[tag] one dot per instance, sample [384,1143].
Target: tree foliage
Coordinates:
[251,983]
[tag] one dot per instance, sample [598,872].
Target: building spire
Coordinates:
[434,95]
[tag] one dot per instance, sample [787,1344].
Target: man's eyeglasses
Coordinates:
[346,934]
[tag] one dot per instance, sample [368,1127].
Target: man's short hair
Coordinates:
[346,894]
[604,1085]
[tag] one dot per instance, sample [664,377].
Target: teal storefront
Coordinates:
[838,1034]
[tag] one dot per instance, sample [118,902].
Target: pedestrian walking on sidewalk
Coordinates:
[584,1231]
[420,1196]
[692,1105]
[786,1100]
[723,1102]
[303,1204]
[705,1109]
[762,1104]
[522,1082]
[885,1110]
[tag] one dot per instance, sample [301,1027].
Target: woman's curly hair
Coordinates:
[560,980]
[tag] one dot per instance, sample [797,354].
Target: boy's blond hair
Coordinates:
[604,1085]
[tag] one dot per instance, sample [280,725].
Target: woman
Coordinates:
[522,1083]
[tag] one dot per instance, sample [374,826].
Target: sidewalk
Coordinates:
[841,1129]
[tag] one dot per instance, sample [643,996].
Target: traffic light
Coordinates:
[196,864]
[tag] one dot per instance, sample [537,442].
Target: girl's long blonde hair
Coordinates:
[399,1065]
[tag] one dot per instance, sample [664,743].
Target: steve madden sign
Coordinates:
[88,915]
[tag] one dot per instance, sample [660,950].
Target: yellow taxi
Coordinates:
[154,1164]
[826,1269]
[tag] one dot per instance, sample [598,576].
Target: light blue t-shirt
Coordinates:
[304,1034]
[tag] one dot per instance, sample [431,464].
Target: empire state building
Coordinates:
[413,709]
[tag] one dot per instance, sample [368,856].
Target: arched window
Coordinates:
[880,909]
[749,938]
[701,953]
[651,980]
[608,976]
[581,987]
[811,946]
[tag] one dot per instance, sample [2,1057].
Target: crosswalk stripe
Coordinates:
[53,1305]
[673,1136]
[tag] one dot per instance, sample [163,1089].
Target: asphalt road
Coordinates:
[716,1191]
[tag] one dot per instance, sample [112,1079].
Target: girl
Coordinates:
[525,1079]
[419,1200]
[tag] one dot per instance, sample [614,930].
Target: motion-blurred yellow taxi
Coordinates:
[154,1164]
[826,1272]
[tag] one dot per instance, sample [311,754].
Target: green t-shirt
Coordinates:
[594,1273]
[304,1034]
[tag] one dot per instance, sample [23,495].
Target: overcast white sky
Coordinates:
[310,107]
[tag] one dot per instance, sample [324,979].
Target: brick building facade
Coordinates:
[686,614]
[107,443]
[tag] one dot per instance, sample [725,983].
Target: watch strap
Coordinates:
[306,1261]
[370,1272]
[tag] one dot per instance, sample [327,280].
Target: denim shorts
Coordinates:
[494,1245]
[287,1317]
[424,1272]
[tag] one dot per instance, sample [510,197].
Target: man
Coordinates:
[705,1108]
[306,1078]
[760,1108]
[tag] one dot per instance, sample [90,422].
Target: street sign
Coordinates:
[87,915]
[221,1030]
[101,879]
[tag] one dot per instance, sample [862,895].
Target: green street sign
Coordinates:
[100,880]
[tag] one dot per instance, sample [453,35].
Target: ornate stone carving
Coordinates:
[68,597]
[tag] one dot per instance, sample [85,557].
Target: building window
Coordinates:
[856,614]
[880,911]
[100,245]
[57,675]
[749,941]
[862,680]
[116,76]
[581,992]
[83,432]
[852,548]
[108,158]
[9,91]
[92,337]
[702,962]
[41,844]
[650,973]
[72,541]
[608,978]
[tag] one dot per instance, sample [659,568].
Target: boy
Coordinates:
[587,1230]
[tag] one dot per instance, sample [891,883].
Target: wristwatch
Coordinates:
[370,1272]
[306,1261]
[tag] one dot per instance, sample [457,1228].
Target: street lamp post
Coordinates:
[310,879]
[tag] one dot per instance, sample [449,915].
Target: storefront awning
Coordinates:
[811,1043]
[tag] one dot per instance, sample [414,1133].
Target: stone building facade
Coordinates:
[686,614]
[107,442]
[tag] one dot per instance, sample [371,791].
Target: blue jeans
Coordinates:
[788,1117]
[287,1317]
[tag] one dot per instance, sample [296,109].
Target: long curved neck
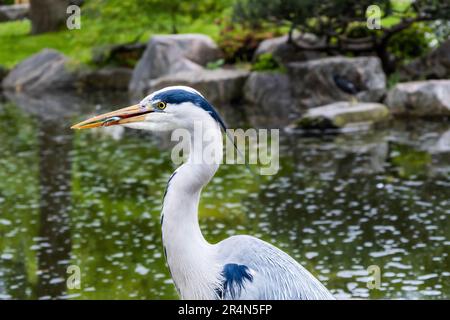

----

• **Requirement**:
Output the lines above verbatim, images excluded.

• **Solution for this problem**:
[tag] one dot per instance, sample [384,1143].
Target: tree foliage
Coordinates:
[251,983]
[tag] one dot per instance, sample [598,872].
Target: building spire
Coordinates:
[434,95]
[tag] one dot per instance, sample [787,1344].
Target: man's eyeglasses
Coordinates:
[346,934]
[tag] one dot per instance, sample [368,1127].
Target: man's short hair
Coordinates:
[346,894]
[604,1085]
[tag] one dot per instance, sample [664,377].
Target: teal storefront
Coordinates:
[838,1034]
[tag] one dot per instance, sample [118,902].
Target: pedestrian walking on sidewalk
Coordinates:
[584,1231]
[420,1196]
[692,1105]
[786,1100]
[723,1102]
[303,1204]
[705,1109]
[762,1104]
[522,1082]
[885,1110]
[tag] one dot per instance, sample [301,1027].
Target: woman's curly hair
Coordinates:
[560,980]
[tag] one dot per instance, sample [797,354].
Target: boy's blond hair
Coordinates:
[604,1085]
[tag] one dot per instance, sample [280,725].
Target: woman
Coordinates:
[522,1083]
[tag] one dot per instance, sample [374,826].
Target: sidewalk
Coordinates:
[841,1129]
[tag] one dot per instance, sample [643,996].
Target: traffic light
Coordinates:
[196,864]
[tag] one dot per instance, sample [537,442].
Target: girl's long blonde hair
Coordinates:
[399,1065]
[tag] one dot per instance, sample [664,743].
Target: steve madden sign
Coordinates:
[88,915]
[tag] one dot per instance, sample [660,950].
Target: yellow taxi
Coordinates:
[154,1164]
[826,1269]
[tag] one dot per instance, sample [598,576].
Target: light blue t-shirt
Coordinates:
[304,1034]
[tag] one dot per instance, sample [431,464].
Target: empire state building
Coordinates:
[413,709]
[tag] one dot per instance, sample [368,856].
Target: arched window
Coordinates:
[880,909]
[749,938]
[701,953]
[651,980]
[608,976]
[581,987]
[811,946]
[tag] one dot per instance, sample [2,1057].
Target: crosswalk stripe
Coordinates:
[53,1305]
[673,1136]
[tag] one dot per instance, sample [163,1089].
Target: asphalt road
Coordinates:
[716,1191]
[tag] one dot per instance, sample [112,1079].
Target: girl
Coordinates:
[525,1079]
[419,1200]
[tag] one dot per instance, sample [614,930].
Target: motion-blurred yellow taxi
Coordinates:
[154,1164]
[826,1272]
[tag] one dot per instance, sample [311,754].
Target: green t-shirt
Coordinates:
[594,1273]
[304,1034]
[tag] one dot per instance, sample [23,495].
Target: overcast white sky
Coordinates:
[310,107]
[tag] one dot per instance, sample [324,979].
Target: brick building facade
Coordinates:
[686,614]
[107,443]
[tag] one dot per instance, sample [725,983].
Target: watch strap
Coordinates:
[306,1261]
[370,1272]
[tag] one dot per instance, sample [327,280].
Target: denim shorts
Coordinates:
[494,1245]
[287,1317]
[424,1272]
[tag] one dot per instance, sample [510,197].
Target: man
Coordinates:
[705,1108]
[306,1078]
[760,1108]
[tag] one dot per instance, sample [90,422].
Target: street sign
Coordinates:
[87,915]
[221,1030]
[101,879]
[tag] one dot per instance, sample [862,895].
Target: green street sign
Coordinates:
[100,880]
[tag] one dot per instance, sample [453,35].
Target: ornate stone carving
Coordinates:
[68,597]
[tag] one dot per instance, sample [85,557].
Target: building window
Coordinates:
[856,614]
[880,911]
[100,245]
[57,675]
[749,941]
[862,680]
[116,76]
[581,992]
[83,432]
[852,548]
[108,158]
[9,91]
[92,337]
[702,962]
[41,844]
[650,973]
[72,541]
[608,978]
[tag] one dot per instance, sample [659,568].
Target: boy
Coordinates:
[587,1230]
[tag] one dot per instance, sample [891,883].
Target: wristwatch
Coordinates:
[370,1272]
[306,1261]
[tag] one dot per instance, sample [457,1228].
Target: street lamp post
Coordinates:
[310,879]
[tag] one dot per instance, sample [449,915].
Target: storefront awning
Coordinates:
[811,1043]
[tag] one dot per instance, sample [414,1133].
Target: stone building facade
Coordinates:
[686,614]
[107,442]
[tag] one dot per instance, sample [371,791].
Target: blue jeans
Coordinates:
[788,1117]
[287,1317]
[tag] one dot per instance, sample [296,109].
Target: long curved neck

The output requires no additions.